Exercise = Please swap every "photo" in the data below for "image" and leave everything else unchanged. Omit the pictures from your answer.

Dataset excerpts =
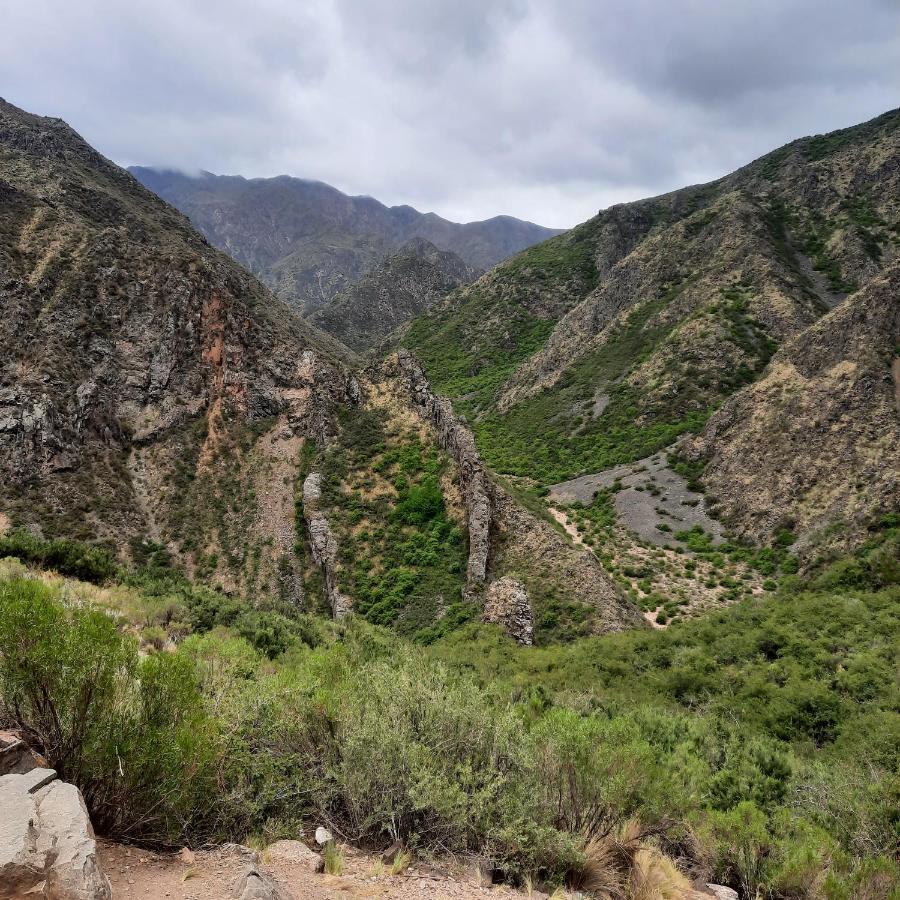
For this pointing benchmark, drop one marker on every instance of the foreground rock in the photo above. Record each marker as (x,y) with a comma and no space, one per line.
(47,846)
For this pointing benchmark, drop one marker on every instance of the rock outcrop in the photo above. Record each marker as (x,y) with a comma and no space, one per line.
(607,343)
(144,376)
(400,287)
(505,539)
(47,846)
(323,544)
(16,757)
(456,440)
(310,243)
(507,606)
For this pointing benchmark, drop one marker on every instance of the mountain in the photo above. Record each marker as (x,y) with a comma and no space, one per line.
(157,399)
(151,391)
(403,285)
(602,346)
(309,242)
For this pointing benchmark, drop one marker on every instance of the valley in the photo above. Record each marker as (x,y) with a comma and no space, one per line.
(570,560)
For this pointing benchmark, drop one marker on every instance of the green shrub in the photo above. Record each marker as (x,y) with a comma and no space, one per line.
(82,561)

Task result =
For this pointing benchmark, drop one marker on every instance of the foreground rock in the image above. Record each marker as (x,y) with a comma and no space, one per line.
(47,846)
For this pointing benchmark, drop one marker on every instance of the rock outcrop in the image above. Record each marker as (x,y) with a comma and no space, one per line.
(607,343)
(144,376)
(400,287)
(505,539)
(47,846)
(323,544)
(16,757)
(456,440)
(310,243)
(507,606)
For this pointing benchmark, drop one marker on every instance of the mountain in the image above. Record each marker as (x,y) with a comma and no space, one per line.
(157,399)
(151,391)
(403,285)
(602,346)
(309,242)
For this pointing benchmark, drop one marker on every instance of the valley in the image above. Record each marker as (x,y) with a comma and no space, one per line.
(570,560)
For this pointing benchmark, drop one marker on every instance of the green shrub in the image above. Record each marker as (x,y) with a comma and no space, one per line.
(82,561)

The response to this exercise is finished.